-- AUSGEWÄHLTER TEXT --
###

Noch in den Sechzigerjahren haben die Flurbereinigungen die Landschaft oft rücksichtslos der Technik unterworfen. Erst als in dieser Zeit der Begriff der Landschaftspflege aufkam, hat sich vieles geändert.
Mit vielen Zitaten weist Matthias Ulmer auf den Zusammenhang von Naturschutz und Landschaftspflege mit zivilisatorisch bedingten Störungen und Krankheiten der modernen Menschen hin. Auch hier stellte er vielfache Verbindungen zur nationalsozialistischen Ideologie fest.
Maßnahmen zur Gesundung wurden in pragmatischer Form 1961 auf der Insel Mainau in der „Grünen Charta“ zusammengefasst, die teilweise als eines der wichtigsten 1000 Dokumente der Menschheit gilt. Weiterführend wurde bei Ulmer 1963 die Zeitschrift Naturschutz und Landschaftspflege gegründet.
„An seine Beschreibung über die historische Entwicklung der Landwirtschaft fügt Matthias Ulmer eine Bewertung der landwirtschaftlichen Produktionsverfahren an, die eine sehr persönliche Note zeigt.“
Die Geschichte der Landwirtschaft und ihrer Medien beleuchtet der Verleger im Zusammenhang mit der Gründung der Hochschule Hohenheim 1819 und des Wochenblattes 1834. Zum Verlag Ulmer kam das Blatt aber erst 1945 nach der Auflösung des Reichsnährstand Verlags. Herausgeber wurde 1947 der neu gegründete Bauernverband Württemberg-Baden.

###

-- GEZEIGTES MATERIAL --
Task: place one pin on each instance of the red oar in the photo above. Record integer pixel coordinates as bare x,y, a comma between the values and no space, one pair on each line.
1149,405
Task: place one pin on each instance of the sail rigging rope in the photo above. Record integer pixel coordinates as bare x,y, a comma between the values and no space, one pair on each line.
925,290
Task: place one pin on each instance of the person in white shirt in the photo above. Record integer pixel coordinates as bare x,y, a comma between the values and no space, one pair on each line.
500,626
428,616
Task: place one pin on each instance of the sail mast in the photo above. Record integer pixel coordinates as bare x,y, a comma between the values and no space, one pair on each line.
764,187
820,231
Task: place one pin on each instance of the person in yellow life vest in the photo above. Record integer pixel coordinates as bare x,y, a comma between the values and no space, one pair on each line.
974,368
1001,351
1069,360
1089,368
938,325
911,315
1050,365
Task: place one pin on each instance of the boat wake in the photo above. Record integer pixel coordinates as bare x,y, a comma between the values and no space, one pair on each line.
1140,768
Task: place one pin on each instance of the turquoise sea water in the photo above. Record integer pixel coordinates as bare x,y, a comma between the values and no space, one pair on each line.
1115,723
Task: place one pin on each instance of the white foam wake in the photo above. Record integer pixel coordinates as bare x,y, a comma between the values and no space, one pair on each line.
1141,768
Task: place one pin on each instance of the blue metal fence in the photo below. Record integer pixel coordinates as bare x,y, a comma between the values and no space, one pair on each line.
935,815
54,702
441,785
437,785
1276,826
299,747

###

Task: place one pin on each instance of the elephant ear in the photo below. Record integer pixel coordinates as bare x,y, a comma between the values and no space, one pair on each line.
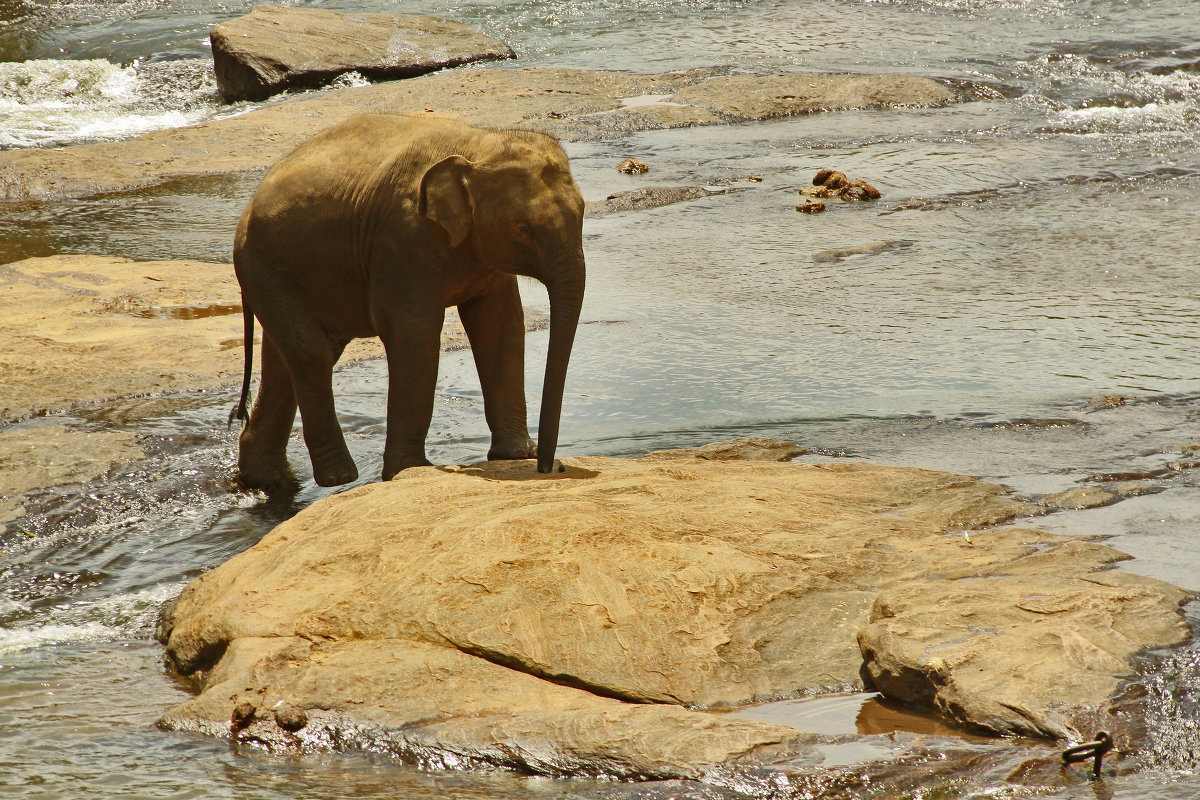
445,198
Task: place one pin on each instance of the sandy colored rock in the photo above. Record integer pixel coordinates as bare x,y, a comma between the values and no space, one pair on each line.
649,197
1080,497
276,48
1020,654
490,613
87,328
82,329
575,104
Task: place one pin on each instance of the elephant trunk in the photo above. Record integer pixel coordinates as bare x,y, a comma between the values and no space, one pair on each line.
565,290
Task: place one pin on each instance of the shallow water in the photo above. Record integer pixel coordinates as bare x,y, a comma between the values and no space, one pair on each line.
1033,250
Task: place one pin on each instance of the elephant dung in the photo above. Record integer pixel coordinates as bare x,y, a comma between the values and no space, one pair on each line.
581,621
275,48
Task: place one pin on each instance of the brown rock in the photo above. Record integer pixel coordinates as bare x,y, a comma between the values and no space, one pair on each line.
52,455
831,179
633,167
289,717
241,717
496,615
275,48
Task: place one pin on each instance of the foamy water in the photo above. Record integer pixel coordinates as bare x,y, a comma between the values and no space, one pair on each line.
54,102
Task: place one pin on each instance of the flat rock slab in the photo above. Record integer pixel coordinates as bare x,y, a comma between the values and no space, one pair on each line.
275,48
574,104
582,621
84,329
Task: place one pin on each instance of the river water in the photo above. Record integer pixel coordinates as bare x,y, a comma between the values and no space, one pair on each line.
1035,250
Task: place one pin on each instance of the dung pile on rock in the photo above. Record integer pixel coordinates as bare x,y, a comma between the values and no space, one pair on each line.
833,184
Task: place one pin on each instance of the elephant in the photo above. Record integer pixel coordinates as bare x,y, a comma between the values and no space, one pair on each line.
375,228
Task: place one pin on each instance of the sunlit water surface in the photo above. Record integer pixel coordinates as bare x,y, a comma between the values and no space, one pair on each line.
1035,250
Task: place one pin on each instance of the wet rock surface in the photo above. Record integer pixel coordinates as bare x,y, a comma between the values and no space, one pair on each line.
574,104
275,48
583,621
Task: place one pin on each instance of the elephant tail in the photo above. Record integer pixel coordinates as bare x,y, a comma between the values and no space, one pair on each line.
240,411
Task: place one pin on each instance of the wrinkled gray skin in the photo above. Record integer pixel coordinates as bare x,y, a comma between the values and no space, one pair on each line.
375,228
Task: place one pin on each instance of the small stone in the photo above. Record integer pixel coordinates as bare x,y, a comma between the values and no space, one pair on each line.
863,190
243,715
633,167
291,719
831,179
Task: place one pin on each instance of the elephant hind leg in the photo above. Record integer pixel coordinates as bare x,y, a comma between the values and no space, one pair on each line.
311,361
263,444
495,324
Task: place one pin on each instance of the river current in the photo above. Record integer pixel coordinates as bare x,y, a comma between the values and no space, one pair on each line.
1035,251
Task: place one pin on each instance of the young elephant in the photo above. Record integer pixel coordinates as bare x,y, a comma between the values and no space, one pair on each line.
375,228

###

-- ARBEITSAUFTRAG --
Setze den Text über Matthias Ulmers Darstellung von Landschaftspflege und Landwirtschaftsgeschichte nach seinem letzten Satz fort. Die Datensätze spielen hierfür keine Rolle.

-- ANTWORT ZUR ÜBUNG --
An seine ausführliche Beschreibung über die historische Entwicklung der Landwirtschaft und ihrer Organisationen vom Landwirtschaftlichen Verein über den Hauptverband, die Landwirtschaftskammer bis zum Landesbauernverband und den Genossenschaften fügt Matthias Ulmer eine Bewertung der landwirtschaftlichen Produktionsverfahren an, die eine sehr persönliche Note zeigt.
„Ulmer bezeichnet den Weg zur spezialisierten ressourcenintensiven Agrarproduktion als Agrarrevolution,
die niemand erahnt,
geschweige denn gewollt habe.“
Die erste grundlegende Veränderung der Landwirtschaft macht Ulmer am Zeitraum 1950 bis 1960 fest, als die Zahl der Beschäftigten auf den Bauernhöfen von fünf auf drei Millionen zurückging. Seine Aussage: „Der Weg zur Spezialisierung und zum Großbetrieb war eingeschlagen.“ Sein Bedauern und die Kritik an dieser Entwicklung gründet stark auf dem Buch des Wissenschaftlers Frank Uekötter mit dem Titel „Die Wahrheit ist auf dem Feld“ von 2010. Er bezeichnet den Weg zur spezialisierten ressourcenintensiven Agrarproduktion als Agrarrevolution, die niemand erahnt, geschweige denn gewollt habe.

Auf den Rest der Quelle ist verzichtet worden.